▶ _EXERCISE_
Could you reproduce all of the entries below without a single change?

▶ _SUPPLIED MATERIAL_

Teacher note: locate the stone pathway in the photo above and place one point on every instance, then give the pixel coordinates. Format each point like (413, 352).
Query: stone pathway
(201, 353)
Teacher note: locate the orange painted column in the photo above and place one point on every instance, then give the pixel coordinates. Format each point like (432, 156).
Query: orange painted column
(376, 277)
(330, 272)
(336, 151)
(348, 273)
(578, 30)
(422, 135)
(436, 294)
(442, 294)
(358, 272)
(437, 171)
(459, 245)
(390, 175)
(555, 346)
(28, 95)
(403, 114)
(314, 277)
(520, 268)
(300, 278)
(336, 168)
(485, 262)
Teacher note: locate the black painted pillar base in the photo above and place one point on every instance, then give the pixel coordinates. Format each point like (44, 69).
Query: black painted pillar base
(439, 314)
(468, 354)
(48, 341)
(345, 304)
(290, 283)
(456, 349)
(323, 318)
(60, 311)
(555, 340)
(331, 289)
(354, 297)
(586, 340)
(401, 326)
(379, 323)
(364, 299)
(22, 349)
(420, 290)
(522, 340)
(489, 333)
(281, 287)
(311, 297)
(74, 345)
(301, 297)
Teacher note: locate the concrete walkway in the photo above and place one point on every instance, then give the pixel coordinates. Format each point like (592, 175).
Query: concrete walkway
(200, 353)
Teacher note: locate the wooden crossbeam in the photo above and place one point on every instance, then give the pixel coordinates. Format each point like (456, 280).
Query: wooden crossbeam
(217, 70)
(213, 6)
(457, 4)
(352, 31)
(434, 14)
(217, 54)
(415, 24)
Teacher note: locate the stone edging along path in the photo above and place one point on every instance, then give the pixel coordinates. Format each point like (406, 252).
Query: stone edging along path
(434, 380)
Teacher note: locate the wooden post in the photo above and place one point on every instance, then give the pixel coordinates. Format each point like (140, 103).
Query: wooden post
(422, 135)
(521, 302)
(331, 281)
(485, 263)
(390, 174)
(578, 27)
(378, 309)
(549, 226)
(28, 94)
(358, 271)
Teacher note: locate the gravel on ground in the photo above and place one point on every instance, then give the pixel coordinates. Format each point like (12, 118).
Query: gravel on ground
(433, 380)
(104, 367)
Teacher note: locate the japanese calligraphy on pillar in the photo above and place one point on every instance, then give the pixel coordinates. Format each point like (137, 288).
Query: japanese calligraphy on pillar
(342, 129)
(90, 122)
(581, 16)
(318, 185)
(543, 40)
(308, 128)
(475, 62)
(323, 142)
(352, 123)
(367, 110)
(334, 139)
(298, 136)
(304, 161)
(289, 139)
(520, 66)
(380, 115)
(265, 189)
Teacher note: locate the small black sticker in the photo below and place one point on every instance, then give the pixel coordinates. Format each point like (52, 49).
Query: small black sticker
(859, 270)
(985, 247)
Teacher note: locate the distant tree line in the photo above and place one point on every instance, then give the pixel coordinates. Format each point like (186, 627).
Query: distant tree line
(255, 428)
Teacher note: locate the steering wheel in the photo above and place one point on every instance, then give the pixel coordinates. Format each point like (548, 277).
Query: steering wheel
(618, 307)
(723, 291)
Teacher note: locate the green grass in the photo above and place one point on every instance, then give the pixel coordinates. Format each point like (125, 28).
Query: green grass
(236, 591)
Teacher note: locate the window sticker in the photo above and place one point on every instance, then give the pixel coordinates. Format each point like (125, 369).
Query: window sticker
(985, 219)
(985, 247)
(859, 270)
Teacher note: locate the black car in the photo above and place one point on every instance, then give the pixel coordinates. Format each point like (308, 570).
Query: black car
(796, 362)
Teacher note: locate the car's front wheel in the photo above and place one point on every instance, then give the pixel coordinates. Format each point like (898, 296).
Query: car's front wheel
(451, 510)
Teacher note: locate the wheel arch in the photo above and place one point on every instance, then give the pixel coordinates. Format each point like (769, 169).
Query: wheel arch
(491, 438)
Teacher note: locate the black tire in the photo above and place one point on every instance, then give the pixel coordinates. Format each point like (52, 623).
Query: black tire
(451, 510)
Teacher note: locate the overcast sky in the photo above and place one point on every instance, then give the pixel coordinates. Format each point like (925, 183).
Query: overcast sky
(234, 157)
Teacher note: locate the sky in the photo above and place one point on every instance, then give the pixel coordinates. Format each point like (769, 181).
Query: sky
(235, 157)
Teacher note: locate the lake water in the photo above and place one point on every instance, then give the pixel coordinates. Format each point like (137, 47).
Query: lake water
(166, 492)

▶ _RESPONSE_
Teacher note: locate the stone pathway in the photo above and place one point on every instance, then give the pixel coordinates. Format each point like (413, 352).
Query: stone pathway
(201, 353)
Teacher note: locate the orange painted column in the photo above and place one point on every instance, then give the pixel coordinates. Format each point like (432, 156).
Query: orange painted column
(376, 277)
(330, 272)
(336, 151)
(348, 273)
(578, 30)
(422, 135)
(436, 294)
(442, 294)
(358, 272)
(437, 171)
(459, 245)
(390, 175)
(555, 346)
(28, 95)
(403, 114)
(314, 277)
(520, 268)
(300, 278)
(336, 168)
(485, 262)
Teacher note: locate the black painted pillar base in the photo above and place one point on every instance, then give the pixel coordinates. Format each point like (44, 69).
Query: black painted pillar base
(439, 314)
(468, 354)
(48, 341)
(345, 304)
(290, 283)
(456, 349)
(323, 318)
(60, 311)
(555, 340)
(331, 289)
(354, 297)
(586, 340)
(401, 326)
(379, 323)
(364, 299)
(22, 349)
(420, 290)
(522, 340)
(489, 333)
(281, 287)
(311, 297)
(74, 345)
(301, 297)
Teacher note: locate the concrete walkway in the photo above and place one point on every instance, then give the pixel coordinates. Format each point like (592, 175).
Query: concrete walkway
(200, 353)
Teacher note: locate the wooden crossbeam in the photo above and place one point on every instance, then give the pixel coordinates. Format each point like (456, 280).
Query: wooden crossbeam
(217, 70)
(213, 6)
(457, 4)
(352, 31)
(434, 14)
(217, 54)
(415, 24)
Teacher note: locate the stone edging along path in the photo above and place one point on every instance, then give the pixel coordinates. Format each point like (406, 252).
Query: stone edging along path
(434, 380)
Teacher note: locate the wooden post in the photo above and place one point on every instance, then give the pixel coordinates. Format each point like (140, 103).
Query: wooden post
(422, 135)
(521, 302)
(331, 281)
(485, 263)
(390, 174)
(578, 27)
(378, 309)
(549, 226)
(28, 94)
(358, 271)
Teacher note: locate the gravel on ground in the photo above and place one point on every instance, then give the pixel coordinates. Format each point like (12, 118).
Query: gravel on ground
(433, 380)
(104, 367)
Teacher note: locate the japanese calligraphy on pillar in the photo above and place one point on every instance, then give the pixel coordinates. Format each point like (137, 288).
Query: japanese calligraphy on pillar
(342, 129)
(90, 122)
(581, 16)
(318, 185)
(543, 40)
(308, 128)
(475, 62)
(323, 142)
(352, 123)
(367, 110)
(334, 139)
(298, 136)
(304, 161)
(289, 139)
(520, 66)
(380, 115)
(265, 189)
Teacher note: locate the small black sticker in the photo below and place one point on every instance, then give the pixel coordinates. Format each point like (52, 49).
Query: small black sticker
(859, 270)
(985, 247)
Teacher note: locate the distant tree line in the photo above and place one point on every instance, then give the pixel coordinates. Format each point like (186, 627).
Query: distant tree line
(255, 428)
Teacher note: locate the steering wheel in the photo above and place one point on every instance, then give the pixel coordinates. Format each point like (548, 277).
Query: steering wheel
(618, 307)
(723, 291)
Teacher note: locate the green grass in the photo above and place one point on every instance, then give the pixel coordinates. Format each point like (125, 28).
Query: green grass
(236, 591)
Teacher note: locate the window sticker in the photo above and place one point on every instance, then give the pixel coordinates. Format each point like (125, 369).
Query: window sticker
(985, 219)
(985, 247)
(859, 270)
Teacher note: locate the black car in the photo above and place one point on every instance, then give the pixel coordinates. Format each point like (308, 570).
Query: black car
(796, 362)
Teacher note: locate the car's front wheel in the photo above and place one point on every instance, then give the pixel coordinates. Format each point like (898, 296).
Query: car's front wheel
(451, 510)
Teacher note: locate the wheel arch in the photo above and place one point on every instance, then give the pixel coordinates. Format each point like (769, 169).
Query: wheel arch
(491, 438)
Teacher note: locate the black tire in the photo above and place one point on every instance, then give the pixel coordinates. Format each point like (52, 623).
Query: black tire
(451, 510)
Teacher note: locate the overcast sky in the photo above and place one point on every instance, then give the pixel coordinates. Format each point like (925, 183).
Query: overcast sky
(234, 157)
Teacher note: locate the sky in the photo above and place one point on every instance, then give the pixel coordinates. Format each point like (769, 181).
Query: sky
(235, 157)
Teacher note: locate the lake water in the photo above and place one point on every instance, then give the pixel coordinates. Format each point like (137, 47).
Query: lake water
(166, 492)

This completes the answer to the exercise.